#### Tarea asignada
Reescribe la parte de la reseña que empieza con "Guillermo Belcore" y sigue hasta "G. Loayza dijo...", poniendo "Excelente" donde dice "Muy bueno".

#### Texto de lectura
******************************

Me despido del libro preguntándome qué tiene el diminuto Uruguay. No ha surgido en toda América latina un novelista como Onetti, un ideólogo como Galeano, un excéntrico como Mario Levrero, críticos como Rodríguez Monegal o Ángel Rama, un cuentista como Felisberto, confirmamos ahora. ¿Meditar sobre la uruguayidad es platonismo trasnochado? ¿Hay algún procedimiento que una a Onetti, Levrero y Hernández? Voy a arriesgar una hipótesis: el hilo dorado es la reflexión sensata, triste y modesta sobre lo incognoscible, sobre el ser inacabado, sobre el misterio que hay en cada persona puesta en el mundo. Nada menos.
Guillermo Belcore

Calificación: Muy bueno

PD: Julio Cortazar también fue conquistado por Felisberto. Corroboralo en http://www.felisberto.org.uy/prolog_cortazar.html

1 comentario:

Alvaro G. Loayza dijo...

Guillermo, justo en éste momento me encontraba leyendo "La vida breve" de Onetti, además de tu post que me evocó algunas de mis memorias felisbertianas, además de que ayer cayó en mis manos "La novela luminosa" de Levrero, que me imagino que tu ya le has hincado el diente, por lo que la urugayidad platónica parece estar revoloteando a mi alrededor como lo hizo algún tiempo atrás cuando escribí un texto en esa vena del cual te pongo el link para ver si ayuda a encontrar otro hilo que refuerce tu poderosa hipótesis. Un abrazo.

******************************

#### Listado extraído

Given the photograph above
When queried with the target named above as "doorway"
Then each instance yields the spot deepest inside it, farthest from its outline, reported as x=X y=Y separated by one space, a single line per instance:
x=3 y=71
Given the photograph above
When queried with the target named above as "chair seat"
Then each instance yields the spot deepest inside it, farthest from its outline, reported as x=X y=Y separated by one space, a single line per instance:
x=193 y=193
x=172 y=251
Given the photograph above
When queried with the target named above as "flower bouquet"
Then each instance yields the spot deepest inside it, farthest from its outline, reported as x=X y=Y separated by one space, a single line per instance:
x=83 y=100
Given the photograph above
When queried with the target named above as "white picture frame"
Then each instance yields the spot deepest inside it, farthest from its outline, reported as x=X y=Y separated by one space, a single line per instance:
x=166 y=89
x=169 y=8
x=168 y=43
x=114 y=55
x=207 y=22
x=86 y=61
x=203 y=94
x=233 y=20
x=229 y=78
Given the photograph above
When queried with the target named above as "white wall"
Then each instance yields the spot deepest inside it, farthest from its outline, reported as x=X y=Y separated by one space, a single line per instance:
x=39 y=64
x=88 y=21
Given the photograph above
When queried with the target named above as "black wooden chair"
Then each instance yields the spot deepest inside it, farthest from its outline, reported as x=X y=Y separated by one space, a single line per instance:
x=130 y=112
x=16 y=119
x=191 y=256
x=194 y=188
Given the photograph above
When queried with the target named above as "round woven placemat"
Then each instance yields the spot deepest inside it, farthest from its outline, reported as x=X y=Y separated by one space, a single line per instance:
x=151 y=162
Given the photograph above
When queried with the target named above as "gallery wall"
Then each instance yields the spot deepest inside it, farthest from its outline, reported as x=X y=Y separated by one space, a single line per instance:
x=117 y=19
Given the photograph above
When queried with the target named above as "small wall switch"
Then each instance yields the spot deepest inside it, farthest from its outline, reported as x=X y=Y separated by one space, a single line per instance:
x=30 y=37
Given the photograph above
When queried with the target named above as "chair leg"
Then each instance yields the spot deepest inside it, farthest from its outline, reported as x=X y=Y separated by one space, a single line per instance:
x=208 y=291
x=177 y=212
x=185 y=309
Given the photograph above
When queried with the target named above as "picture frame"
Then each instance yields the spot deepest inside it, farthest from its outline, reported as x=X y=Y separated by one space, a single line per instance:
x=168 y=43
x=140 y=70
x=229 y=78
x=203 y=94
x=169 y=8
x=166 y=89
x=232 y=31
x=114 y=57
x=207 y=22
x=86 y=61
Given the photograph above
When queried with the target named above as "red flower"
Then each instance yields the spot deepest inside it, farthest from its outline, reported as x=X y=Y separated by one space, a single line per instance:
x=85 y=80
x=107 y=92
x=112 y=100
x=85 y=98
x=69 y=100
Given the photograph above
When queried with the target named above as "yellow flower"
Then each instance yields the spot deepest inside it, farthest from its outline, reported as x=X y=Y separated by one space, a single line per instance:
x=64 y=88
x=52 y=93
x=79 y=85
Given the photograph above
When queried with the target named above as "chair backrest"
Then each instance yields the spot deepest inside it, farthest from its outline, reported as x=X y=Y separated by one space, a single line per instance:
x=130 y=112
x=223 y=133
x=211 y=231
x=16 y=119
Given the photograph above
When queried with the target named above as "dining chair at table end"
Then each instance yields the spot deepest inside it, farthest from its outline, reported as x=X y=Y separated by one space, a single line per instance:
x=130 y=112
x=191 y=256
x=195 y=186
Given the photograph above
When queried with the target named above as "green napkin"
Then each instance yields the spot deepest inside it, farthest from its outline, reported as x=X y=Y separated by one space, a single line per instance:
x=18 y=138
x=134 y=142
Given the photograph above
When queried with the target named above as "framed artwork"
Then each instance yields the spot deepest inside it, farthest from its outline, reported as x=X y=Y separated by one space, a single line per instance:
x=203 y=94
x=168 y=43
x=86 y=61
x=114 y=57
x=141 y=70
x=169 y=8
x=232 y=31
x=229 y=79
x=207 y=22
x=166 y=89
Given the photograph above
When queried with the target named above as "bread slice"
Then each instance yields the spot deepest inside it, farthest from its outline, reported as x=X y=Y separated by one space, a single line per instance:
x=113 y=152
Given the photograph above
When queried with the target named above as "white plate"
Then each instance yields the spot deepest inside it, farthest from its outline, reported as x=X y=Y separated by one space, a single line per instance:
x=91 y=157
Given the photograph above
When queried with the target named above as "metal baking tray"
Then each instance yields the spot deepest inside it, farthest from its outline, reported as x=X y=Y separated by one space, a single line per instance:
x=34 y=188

******************************

#### Respuesta
Guillermo Belcore

Calificación: Excelente

PD: Julio Cortazar también fue conquistado por Felisberto. Corroboralo en http://www.felisberto.org.uy/prolog_cortazar.html

1 comentario:

Alvaro G. Loayza dijo...